▶ **WHAT IS BEING ASKED**
Which lines of the items below contain the word "blind"? Show each of them in full.

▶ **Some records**
[START]

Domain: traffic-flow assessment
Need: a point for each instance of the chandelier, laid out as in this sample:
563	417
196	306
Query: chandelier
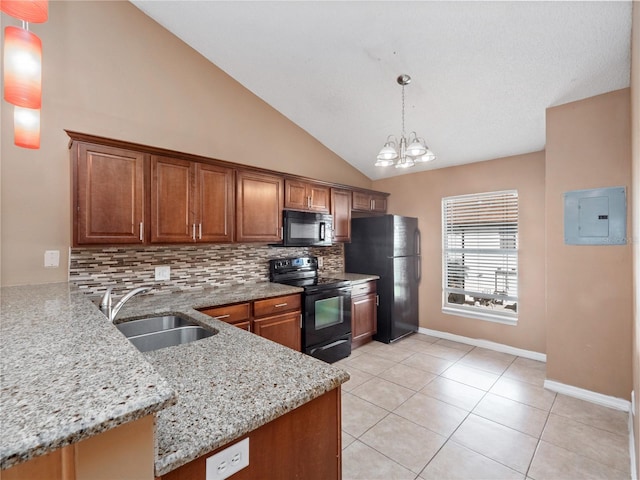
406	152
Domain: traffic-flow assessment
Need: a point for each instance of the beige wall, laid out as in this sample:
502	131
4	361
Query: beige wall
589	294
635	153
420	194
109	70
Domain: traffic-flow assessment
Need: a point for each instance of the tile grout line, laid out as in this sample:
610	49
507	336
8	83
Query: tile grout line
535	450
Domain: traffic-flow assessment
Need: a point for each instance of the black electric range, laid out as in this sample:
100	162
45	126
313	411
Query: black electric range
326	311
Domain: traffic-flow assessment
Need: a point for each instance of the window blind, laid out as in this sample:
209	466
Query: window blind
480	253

[END]
[START]

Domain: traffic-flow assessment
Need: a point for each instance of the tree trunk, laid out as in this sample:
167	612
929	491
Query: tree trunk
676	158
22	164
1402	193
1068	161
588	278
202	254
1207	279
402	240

[END]

▶ **SOLUTION TO THIS PROBLEM**
Need: a point for each instance of the window blind, laid out as in this sample:
Query: window blind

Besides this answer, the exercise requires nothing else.